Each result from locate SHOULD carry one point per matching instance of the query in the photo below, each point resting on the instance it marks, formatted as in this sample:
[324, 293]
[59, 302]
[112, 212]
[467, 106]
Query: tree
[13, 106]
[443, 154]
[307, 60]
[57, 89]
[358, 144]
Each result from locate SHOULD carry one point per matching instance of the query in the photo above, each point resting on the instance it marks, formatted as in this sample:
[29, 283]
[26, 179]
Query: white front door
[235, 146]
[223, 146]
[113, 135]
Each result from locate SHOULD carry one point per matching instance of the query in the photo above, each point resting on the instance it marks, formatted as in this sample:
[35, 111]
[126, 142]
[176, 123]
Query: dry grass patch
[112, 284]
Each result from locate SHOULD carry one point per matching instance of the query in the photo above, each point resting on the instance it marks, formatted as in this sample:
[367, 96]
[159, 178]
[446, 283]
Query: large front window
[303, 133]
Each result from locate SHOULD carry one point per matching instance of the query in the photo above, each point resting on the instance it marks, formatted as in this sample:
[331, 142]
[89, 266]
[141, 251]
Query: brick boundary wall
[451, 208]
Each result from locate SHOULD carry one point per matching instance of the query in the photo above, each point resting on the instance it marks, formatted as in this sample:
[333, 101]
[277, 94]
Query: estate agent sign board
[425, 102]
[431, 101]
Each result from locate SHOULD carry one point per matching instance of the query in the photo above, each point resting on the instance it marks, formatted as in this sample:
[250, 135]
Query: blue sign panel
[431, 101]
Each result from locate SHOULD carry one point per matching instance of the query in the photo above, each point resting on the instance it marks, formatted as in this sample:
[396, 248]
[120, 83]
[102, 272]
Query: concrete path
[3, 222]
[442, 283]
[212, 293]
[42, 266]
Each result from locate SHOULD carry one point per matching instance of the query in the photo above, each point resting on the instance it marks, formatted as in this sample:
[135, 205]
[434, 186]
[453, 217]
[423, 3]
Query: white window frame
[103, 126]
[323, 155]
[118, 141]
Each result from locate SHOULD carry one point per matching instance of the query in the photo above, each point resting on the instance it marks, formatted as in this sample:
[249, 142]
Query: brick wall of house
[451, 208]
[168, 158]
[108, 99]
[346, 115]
++++++++++++++++++++
* _What is required_:
Count the lines of the items above that contain the word "white", matching case exactly. Give only the number.

* _Answer below_:
2